-- Questions sur le document --
a. D'après l'entretien sur la BD au Luxembourg, pourquoi la personne interrogée n'a-t-elle aucun problème à confier un projet à un autre auteur ? Répondez en une à trois phrases.
b. Relevez, s'il vous plaît, tous les noms de personnes et de lieux cités dans l'entretien sur la BD au Luxembourg.

-- Texte de l'exercice --
- - - - - - -

Oui, il y a une scène. Une petite scène, mais bon, comme le pays est petit, c’est normal qu’on n’ait qu’une petite scène BD. Ce qui je trouve intéressant c’est que, même si la scène est toute petite, il y a une énorme diversité au Luxembourg. Chaque auteur a son propre style et son public. Il n’y a donc pas vraiment de concurrence, comme ça peut arriver dans d’autres pays, avec différents auteurs qui travaillent sur les mêmes sujets. Chez nous, nous sommes tous complémentaires, ce qui fait que si quelqu’un s’adresse à moi avec une idée de projet qui me semble plus convenir à quelqu’un d’autre, je n’ai aucun problème pour passer le projet, par exemple, à Andy Genen ou Antoine Grimée. Et vice versa.

Arrive-t-on à bien vivre de la BD au Luxembourg ?

Bien vivre… je ne sais pas, mais on peut vivre de la BD au Luxembourg, oui. Comme dans tous les métiers créatifs, on a ses gagne-pain, des commandes qu’on accepte pour des raisons financières. Personnellement, je suis dans la situation très agréable de pouvoir travailler uniquement pour la BD, sans avoir à faire de l’illustration pour la publicité ou des ateliers BD. Mais c’est assez récent.

Vous serez, une nouvelle fois, présent au festival international de la Bande Dessinée de Contern qui, après deux années d’annulation en raison de la COVID, tiendra sa 28e édition les 16 et 17 juillet. Que représente ce festival pour l’auteur que vous êtes ?

- - - - - - -

Lignes d'une source de données:
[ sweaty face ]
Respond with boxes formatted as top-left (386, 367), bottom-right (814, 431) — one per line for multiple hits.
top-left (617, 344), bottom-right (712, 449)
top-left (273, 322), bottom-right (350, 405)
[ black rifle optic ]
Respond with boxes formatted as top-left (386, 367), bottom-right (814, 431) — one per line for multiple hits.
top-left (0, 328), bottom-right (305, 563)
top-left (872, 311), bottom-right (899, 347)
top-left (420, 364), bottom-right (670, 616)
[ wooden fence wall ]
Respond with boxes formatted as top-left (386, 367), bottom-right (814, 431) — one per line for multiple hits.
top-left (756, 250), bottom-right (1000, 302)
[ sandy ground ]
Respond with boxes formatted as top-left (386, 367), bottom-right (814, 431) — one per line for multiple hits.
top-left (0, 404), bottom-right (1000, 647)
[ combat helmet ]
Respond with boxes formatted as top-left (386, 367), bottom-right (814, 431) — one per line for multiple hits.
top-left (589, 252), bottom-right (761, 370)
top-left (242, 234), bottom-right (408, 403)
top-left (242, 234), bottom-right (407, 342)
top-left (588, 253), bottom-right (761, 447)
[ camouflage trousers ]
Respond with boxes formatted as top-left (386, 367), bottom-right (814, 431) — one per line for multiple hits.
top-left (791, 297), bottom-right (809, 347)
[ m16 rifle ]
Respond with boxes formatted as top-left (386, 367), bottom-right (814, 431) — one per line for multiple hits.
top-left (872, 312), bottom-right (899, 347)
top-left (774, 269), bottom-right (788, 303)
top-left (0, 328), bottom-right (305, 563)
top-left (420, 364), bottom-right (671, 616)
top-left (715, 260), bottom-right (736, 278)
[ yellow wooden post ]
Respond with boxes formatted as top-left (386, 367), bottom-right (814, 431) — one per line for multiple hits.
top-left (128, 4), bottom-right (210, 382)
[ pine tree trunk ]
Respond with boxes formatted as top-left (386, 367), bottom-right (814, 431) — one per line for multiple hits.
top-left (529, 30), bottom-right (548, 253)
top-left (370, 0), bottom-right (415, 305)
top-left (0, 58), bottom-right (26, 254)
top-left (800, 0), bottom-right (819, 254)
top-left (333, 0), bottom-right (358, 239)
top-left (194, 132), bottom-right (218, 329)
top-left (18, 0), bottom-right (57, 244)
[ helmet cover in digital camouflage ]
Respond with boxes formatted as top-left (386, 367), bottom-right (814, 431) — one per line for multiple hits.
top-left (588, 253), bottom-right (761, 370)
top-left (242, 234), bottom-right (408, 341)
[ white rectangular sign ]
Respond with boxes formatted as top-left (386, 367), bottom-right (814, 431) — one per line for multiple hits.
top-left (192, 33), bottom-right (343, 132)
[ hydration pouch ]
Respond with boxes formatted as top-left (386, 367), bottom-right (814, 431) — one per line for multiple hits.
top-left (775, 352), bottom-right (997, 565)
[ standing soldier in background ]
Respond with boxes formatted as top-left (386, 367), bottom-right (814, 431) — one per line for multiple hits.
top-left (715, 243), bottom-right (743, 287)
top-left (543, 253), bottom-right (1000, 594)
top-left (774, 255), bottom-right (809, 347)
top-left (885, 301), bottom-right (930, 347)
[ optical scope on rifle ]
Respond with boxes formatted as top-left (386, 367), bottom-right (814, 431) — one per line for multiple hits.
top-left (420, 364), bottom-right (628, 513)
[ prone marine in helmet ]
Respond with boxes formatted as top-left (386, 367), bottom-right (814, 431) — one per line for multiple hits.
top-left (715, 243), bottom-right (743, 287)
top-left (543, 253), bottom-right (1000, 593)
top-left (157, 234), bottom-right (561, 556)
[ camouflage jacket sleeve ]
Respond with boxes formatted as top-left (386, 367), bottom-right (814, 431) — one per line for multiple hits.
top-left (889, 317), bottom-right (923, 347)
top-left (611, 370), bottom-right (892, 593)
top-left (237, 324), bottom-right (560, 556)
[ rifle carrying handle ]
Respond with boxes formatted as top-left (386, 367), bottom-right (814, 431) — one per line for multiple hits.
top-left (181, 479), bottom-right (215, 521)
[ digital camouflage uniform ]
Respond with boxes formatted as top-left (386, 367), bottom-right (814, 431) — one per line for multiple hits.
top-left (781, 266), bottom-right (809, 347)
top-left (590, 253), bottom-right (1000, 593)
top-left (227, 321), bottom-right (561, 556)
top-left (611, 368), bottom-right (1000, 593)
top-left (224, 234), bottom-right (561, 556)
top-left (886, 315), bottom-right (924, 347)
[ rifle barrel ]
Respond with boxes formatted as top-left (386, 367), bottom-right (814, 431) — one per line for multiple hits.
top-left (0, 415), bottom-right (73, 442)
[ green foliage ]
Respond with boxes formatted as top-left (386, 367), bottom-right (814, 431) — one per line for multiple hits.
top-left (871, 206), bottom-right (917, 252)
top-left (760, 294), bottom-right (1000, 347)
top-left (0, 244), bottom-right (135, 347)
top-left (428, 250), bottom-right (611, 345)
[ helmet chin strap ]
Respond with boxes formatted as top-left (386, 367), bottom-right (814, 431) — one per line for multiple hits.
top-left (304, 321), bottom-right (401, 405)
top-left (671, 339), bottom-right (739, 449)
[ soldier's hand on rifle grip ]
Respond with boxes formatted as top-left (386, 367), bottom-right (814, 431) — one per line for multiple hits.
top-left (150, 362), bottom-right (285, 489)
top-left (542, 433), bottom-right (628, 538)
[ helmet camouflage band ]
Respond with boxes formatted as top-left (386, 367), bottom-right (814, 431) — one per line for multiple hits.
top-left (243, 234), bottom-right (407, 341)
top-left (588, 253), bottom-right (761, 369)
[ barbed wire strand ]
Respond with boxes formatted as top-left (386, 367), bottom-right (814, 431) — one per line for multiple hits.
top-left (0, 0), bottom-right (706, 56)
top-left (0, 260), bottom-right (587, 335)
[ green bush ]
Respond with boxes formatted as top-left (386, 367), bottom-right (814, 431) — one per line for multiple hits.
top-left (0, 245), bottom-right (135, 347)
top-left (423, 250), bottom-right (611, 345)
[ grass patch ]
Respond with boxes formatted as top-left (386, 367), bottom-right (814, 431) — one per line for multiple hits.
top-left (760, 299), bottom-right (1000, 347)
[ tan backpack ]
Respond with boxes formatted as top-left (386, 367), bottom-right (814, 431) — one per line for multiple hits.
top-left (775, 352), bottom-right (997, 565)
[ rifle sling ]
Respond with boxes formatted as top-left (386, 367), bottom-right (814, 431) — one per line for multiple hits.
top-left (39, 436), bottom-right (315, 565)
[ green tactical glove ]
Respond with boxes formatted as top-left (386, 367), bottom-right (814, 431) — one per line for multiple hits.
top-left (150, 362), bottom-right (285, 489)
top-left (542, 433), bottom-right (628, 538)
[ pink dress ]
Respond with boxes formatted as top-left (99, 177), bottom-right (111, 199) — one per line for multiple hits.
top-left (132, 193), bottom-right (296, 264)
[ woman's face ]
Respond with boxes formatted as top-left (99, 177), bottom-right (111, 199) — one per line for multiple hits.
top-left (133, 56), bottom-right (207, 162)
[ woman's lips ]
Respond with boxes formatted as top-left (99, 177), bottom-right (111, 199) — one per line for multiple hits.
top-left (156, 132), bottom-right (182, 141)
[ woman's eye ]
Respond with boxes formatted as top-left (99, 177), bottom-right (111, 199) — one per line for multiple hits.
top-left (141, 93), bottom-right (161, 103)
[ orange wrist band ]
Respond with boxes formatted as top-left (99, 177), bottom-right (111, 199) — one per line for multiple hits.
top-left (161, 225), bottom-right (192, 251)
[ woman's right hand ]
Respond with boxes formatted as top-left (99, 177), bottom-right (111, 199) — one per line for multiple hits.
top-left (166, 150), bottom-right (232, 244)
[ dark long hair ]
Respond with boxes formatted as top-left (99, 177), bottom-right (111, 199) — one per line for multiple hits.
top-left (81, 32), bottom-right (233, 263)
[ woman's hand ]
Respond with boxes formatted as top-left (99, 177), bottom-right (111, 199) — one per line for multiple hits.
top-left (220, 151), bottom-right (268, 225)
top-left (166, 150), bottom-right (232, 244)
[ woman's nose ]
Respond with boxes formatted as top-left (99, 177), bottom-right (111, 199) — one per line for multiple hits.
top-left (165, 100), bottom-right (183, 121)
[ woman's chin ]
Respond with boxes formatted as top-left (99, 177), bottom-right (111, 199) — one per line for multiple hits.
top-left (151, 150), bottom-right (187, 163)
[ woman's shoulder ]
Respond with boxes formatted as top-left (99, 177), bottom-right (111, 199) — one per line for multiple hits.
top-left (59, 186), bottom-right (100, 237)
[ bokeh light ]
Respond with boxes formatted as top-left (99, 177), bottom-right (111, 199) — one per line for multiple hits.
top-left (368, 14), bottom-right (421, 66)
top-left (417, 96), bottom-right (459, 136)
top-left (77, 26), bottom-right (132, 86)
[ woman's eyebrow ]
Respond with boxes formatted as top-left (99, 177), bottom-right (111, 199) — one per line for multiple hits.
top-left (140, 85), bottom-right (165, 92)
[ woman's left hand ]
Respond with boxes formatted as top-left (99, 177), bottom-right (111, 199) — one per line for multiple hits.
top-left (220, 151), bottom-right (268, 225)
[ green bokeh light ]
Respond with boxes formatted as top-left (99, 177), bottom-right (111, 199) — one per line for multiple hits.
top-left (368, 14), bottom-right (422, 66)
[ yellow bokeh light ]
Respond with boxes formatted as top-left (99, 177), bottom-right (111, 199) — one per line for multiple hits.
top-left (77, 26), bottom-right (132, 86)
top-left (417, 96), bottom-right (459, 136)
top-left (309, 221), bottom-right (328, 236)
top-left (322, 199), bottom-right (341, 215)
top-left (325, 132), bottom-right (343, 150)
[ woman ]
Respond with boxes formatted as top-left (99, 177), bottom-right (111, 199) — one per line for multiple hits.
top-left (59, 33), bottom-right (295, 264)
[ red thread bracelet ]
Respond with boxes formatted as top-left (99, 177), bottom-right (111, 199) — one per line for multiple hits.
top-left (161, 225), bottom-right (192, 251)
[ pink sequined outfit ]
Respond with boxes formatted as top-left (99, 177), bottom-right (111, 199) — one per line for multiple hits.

- - - - - - -

-- Solutions par tâche --
a. Au Luxembourg, chaque auteur a son propre style et son public, si bien qu'il n'y a pas vraiment de concurrence et que tous sont complémentaires. Quand une idée de projet semble mieux convenir à quelqu'un d'autre, la personne interrogée peut donc la passer, par exemple, à Andy Genen ou Antoine Grimée.

b.
- Luxembourg
- Andy Genen
- Antoine Grimée
- Contern